◆ Document extract ◆
Content starts

Princeton University

School of Engineering & Applied Science

Photoelectron Spectroscopy of PbS(e) Quantum Dots and CH3NH3PbI3 Perovskite Thin Films

Dr. Elisa M. Miller, Postdoctoral Fellow at NREL
Engineering Quadrangle, B205
Thursday, August 21, 2014 - 11:30am

In recent years, PbS(e) quantum dots (QDs) and CH3NH3PbI3 perovskite have gained significant attention from the photovoltaics community; these materials have demonstrated the potential for efficient solar cell devices.  To have a better understanding of the band positions and what controls the energetics of the valence and conduction bands (VB and CB), we use x-ray and ultraviolet photoelectron spectroscopy (XPS and UPS) to study the VB to Fermi energy difference in these thin films.  We make conductive, thin films of PbS QDs and treat the surface with Na2S followed by PbCl2.  This sequential surface treatment transforms the surface from intrinsic to n-type and the change is probed with XPS and UPS.  Also, the surface band positions of solution-processed CH3NH3PbI3 perovskite thin films deposited on an insulating substrate (Al2O3), various n-type substrates (TiO2, ZrO2, ZnO, and F:SnO2 (FTO)), and various p-type substrates (PEDOT:PSS, NiO, and Cu2O) are studied with XPS and UPS. Theoretical many-body GW calculations with spin-orbit interaction of the VB density of states show a clear correspondence with our experimental spectra and are used to confirm our assignment of the VB maximum.  These surface-sensitive photoelectron spectroscopy measurements result in shifting of the CH3NH3PbI3 VB position relative to the Fermi energy as a function of substrate type.  Ultimately, we aim to make more efficient solar cells by understanding what controls the band positions within the device, leading to better device design.

Content ends

Source data:

Content starts

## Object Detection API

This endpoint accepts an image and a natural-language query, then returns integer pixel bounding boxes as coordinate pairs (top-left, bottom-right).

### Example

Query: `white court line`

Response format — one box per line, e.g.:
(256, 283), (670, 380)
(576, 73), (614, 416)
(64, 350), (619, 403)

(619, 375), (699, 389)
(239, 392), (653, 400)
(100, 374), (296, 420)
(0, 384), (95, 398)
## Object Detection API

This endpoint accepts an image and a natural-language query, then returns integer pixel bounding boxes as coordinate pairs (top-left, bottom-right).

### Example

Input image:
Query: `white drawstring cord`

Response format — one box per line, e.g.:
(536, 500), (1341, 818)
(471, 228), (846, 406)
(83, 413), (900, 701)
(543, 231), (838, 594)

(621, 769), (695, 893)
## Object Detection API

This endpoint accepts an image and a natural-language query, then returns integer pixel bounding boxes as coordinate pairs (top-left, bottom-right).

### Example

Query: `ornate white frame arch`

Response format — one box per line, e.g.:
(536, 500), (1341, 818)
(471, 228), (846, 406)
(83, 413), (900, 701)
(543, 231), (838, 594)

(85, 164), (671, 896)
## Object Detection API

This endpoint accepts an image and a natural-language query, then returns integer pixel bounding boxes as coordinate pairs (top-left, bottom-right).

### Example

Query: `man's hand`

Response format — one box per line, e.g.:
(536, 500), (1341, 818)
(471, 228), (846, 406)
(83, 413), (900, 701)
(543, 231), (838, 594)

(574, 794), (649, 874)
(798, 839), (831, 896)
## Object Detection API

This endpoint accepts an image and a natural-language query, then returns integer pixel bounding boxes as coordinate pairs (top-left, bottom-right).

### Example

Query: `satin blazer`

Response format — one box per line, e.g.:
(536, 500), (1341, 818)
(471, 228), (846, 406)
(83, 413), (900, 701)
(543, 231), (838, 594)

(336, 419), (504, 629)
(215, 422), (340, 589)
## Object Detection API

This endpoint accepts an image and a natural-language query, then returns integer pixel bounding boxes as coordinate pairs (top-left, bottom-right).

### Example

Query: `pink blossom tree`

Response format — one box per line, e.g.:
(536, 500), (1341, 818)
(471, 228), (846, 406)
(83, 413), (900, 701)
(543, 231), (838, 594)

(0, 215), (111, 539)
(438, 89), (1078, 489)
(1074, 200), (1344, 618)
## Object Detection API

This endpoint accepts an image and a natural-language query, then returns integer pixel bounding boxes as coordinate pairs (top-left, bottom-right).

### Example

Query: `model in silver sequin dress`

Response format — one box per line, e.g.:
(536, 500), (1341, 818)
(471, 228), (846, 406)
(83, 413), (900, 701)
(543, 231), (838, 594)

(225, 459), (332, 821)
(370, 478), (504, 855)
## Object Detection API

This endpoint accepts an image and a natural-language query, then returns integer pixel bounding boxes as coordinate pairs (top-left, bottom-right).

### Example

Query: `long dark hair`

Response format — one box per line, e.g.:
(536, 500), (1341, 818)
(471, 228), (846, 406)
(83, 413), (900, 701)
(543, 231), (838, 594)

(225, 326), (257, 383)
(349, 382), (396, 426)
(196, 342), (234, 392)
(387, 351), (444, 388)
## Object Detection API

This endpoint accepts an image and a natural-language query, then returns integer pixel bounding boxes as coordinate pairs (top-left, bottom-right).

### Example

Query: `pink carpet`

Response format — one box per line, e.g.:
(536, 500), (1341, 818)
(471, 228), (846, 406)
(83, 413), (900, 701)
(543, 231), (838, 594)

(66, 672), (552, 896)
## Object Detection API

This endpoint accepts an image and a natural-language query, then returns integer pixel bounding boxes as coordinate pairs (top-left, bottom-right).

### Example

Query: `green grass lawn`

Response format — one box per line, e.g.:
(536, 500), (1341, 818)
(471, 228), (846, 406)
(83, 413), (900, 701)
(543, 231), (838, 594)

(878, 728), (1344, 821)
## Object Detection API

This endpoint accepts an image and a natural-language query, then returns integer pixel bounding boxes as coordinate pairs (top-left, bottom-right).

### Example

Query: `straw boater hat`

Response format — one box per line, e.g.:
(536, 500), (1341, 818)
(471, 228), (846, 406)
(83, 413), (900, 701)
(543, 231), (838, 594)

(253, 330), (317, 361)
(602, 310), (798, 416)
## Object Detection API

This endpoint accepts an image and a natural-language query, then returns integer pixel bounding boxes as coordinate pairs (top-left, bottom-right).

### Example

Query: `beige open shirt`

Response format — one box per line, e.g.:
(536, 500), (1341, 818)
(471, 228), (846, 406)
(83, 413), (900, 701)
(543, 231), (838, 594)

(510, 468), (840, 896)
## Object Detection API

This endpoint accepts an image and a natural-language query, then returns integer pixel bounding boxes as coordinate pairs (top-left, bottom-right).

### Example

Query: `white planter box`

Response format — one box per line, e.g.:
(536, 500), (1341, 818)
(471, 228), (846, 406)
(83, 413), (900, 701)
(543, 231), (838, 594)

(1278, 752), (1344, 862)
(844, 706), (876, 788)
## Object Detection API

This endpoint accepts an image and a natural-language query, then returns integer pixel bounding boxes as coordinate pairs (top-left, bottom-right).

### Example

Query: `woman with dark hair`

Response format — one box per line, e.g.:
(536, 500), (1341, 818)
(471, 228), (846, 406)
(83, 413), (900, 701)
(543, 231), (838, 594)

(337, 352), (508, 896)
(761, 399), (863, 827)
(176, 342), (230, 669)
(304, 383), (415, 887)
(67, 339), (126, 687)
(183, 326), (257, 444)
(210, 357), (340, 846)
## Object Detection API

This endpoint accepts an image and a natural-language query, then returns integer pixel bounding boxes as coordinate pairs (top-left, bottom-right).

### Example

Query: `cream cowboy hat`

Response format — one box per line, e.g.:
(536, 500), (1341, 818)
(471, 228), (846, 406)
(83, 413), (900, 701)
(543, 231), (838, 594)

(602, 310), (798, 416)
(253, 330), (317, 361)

Content ends

◆ Problem details ◆
Use the seminar announcement above to answer these questions.
(a) In which room is the seminar held?
(b) What two compounds are applied in sequence to the surface of the PbS quantum dot films?
(c) What insulating substrate are the perovskite thin films deposited on?

◆ Response to this exercise ◆
(a) Engineering Quadrangle, B205
(b) Na2S, followed by PbCl2
(c) Al2O3